**TASK INSTRUCTIONS:** Write the data below out again, unchanged.

# # # # #

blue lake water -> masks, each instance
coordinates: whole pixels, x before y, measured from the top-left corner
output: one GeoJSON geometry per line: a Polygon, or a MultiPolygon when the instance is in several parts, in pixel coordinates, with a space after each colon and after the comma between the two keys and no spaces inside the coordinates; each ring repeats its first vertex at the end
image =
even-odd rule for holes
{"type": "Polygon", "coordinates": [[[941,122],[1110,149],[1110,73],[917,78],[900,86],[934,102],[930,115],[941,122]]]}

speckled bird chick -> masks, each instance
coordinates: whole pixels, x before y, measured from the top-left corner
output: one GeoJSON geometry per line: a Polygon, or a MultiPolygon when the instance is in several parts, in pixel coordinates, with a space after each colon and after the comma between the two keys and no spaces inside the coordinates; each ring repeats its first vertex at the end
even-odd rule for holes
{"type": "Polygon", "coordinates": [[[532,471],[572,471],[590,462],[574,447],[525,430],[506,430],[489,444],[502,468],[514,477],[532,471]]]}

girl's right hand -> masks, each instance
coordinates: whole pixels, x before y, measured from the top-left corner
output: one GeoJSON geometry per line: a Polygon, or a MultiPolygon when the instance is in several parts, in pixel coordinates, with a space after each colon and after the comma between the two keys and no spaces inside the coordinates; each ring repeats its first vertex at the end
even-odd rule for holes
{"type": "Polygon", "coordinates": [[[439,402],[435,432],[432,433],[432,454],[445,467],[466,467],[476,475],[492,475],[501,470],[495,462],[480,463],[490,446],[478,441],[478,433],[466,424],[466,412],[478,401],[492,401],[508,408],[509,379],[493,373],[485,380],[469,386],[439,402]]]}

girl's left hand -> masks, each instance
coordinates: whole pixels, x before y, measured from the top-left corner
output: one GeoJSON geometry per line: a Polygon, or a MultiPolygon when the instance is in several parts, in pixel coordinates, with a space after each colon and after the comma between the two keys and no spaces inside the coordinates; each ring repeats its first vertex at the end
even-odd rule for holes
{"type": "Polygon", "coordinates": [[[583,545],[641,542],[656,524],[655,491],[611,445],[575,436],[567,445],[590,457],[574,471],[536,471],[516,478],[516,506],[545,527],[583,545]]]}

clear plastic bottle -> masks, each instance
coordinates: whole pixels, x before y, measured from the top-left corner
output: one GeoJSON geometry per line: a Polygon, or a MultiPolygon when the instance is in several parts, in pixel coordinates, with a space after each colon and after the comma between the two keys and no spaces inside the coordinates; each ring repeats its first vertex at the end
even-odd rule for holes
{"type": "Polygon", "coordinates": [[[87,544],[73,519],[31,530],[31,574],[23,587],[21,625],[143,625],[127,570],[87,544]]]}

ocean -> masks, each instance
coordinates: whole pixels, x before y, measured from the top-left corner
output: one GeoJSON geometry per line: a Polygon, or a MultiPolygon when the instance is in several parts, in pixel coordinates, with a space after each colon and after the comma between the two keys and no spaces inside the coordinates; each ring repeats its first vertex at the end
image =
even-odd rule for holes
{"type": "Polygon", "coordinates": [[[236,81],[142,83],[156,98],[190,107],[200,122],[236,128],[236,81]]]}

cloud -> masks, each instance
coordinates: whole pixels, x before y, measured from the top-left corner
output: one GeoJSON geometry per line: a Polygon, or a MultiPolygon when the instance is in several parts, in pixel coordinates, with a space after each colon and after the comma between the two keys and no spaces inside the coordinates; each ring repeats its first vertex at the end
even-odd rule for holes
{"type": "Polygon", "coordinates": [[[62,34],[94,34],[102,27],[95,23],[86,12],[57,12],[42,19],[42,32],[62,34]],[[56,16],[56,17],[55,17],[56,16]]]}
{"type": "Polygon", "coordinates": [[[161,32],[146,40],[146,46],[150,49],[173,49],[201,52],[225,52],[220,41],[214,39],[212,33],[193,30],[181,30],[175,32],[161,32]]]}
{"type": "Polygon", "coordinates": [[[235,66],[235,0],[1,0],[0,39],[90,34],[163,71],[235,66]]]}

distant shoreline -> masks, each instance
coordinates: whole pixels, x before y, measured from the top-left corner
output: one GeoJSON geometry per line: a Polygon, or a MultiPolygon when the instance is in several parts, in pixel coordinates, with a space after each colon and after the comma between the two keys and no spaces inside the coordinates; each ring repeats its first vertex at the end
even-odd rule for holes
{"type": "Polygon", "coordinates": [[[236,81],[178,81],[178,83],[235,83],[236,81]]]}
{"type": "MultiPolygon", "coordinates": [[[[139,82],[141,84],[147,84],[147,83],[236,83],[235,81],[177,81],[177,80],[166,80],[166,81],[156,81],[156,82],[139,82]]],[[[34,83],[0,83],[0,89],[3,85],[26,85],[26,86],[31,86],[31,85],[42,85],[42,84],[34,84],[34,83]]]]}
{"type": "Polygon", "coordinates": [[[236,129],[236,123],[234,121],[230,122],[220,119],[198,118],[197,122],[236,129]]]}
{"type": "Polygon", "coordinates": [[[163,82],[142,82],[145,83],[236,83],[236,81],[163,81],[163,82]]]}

# # # # #

**SOLUTION TO THE PROBLEM:**
blue lake water -> masks, each instance
coordinates: whole pixels, x before y, measured from the top-left corner
output: one GeoJSON geometry per line: a Polygon, or a MultiPolygon when the instance is in several parts, in pixel coordinates, with a space after each colon and after the comma between the two keys and no spaces inside the coordinates; each ring repeats its first vertex at the end
image =
even-odd rule for holes
{"type": "Polygon", "coordinates": [[[941,122],[1110,149],[1110,73],[917,78],[900,86],[934,102],[930,115],[941,122]]]}

speckled bird chick -> masks, each instance
coordinates: whole pixels, x before y, measured from the top-left corner
output: one GeoJSON geometry per line: a Polygon, or a MultiPolygon when the instance is in several parts, in pixel coordinates, with a space after each colon and after the comma between the two keys and no spaces inside the coordinates; each ring repeats its first vertex at the end
even-odd rule for holes
{"type": "Polygon", "coordinates": [[[532,471],[572,471],[590,462],[574,447],[525,430],[506,430],[489,444],[502,468],[514,477],[532,471]]]}

girl's right hand -> masks, each instance
coordinates: whole pixels, x before y, measured from the top-left corner
output: one GeoJSON geometry per line: a Polygon, or a MultiPolygon when the instance is in several parts, in pixel coordinates, with a space after each colon and after the comma between the two keys and no spaces inside the coordinates; each ring repeats its first vertex at the end
even-odd rule for holes
{"type": "Polygon", "coordinates": [[[439,402],[435,432],[432,433],[432,454],[445,467],[466,467],[476,475],[492,475],[501,470],[495,462],[480,463],[490,446],[478,441],[478,433],[466,424],[466,412],[478,401],[492,401],[508,408],[509,379],[493,373],[485,380],[469,386],[439,402]]]}

girl's left hand -> masks, each instance
coordinates: whole pixels, x before y, measured from the top-left corner
output: one GeoJSON geometry per line: a Polygon, or a MultiPolygon when the instance is in several parts, in pixel coordinates, with a space after each colon and after the comma between the two keys and no spaces inside the coordinates; each ring repeats its first vertex at the end
even-odd rule for holes
{"type": "Polygon", "coordinates": [[[583,545],[641,542],[656,524],[655,491],[611,445],[575,436],[567,445],[590,457],[574,471],[536,471],[516,478],[516,506],[545,527],[583,545]]]}

clear plastic bottle -> masks, each instance
coordinates: whole pixels, x before y, measured from the top-left corner
output: one GeoJSON geometry per line: a Polygon, or a MultiPolygon when the instance is in several parts, in pixel coordinates, with a space after each colon and after the comma between the two keys and no spaces inside the coordinates; each ring repeats its first vertex at the end
even-odd rule for holes
{"type": "Polygon", "coordinates": [[[87,544],[73,519],[31,530],[31,574],[23,587],[21,625],[143,625],[127,570],[87,544]]]}

ocean -> masks, each instance
coordinates: whole pixels, x before y, measured from the top-left corner
output: one GeoJSON geometry per line: a Polygon, or a MultiPolygon when the instance is in several parts, in pixel coordinates, with a space after each colon and after the comma between the two keys and no spaces inside the coordinates; each ring repeats its first vertex at the end
image =
even-odd rule for holes
{"type": "Polygon", "coordinates": [[[236,81],[142,83],[156,98],[190,107],[200,122],[236,128],[236,81]]]}

cloud -> masks, each instance
coordinates: whole pixels, x before y, measured from the top-left corner
output: one GeoJSON geometry per line: a Polygon, or a MultiPolygon when the instance is in several parts, in pixel coordinates, with a space after each colon and after the comma between the two keys and no spaces inside the coordinates; each ring repeats its first vertex at the end
even-odd rule for holes
{"type": "Polygon", "coordinates": [[[62,34],[94,34],[102,27],[95,23],[86,12],[57,12],[42,19],[42,32],[62,34]],[[56,16],[56,17],[55,17],[56,16]]]}
{"type": "Polygon", "coordinates": [[[161,32],[146,40],[146,46],[150,49],[173,49],[201,52],[225,52],[220,41],[214,39],[212,33],[193,30],[181,30],[175,32],[161,32]]]}
{"type": "Polygon", "coordinates": [[[235,66],[235,0],[1,0],[0,39],[90,34],[163,71],[235,66]]]}

distant shoreline -> masks, each instance
coordinates: whole pixels, x before y, measured from the top-left corner
output: one GeoJSON geometry per line: a Polygon, or a MultiPolygon when the instance is in several parts, in pixel coordinates, with a space after each colon and after the comma between the two keys and no spaces inside the coordinates; each ring repeats its first vertex at the end
even-odd rule for holes
{"type": "Polygon", "coordinates": [[[236,81],[178,81],[178,83],[235,83],[236,81]]]}
{"type": "MultiPolygon", "coordinates": [[[[139,82],[141,84],[147,84],[147,83],[236,83],[235,81],[177,81],[177,80],[166,80],[166,81],[156,81],[156,82],[139,82]]],[[[34,83],[0,83],[0,89],[3,85],[26,85],[26,86],[31,86],[31,85],[42,85],[42,84],[34,84],[34,83]]]]}
{"type": "Polygon", "coordinates": [[[236,129],[236,123],[234,121],[230,122],[220,119],[198,118],[197,122],[236,129]]]}
{"type": "Polygon", "coordinates": [[[163,82],[142,82],[145,83],[236,83],[236,81],[163,81],[163,82]]]}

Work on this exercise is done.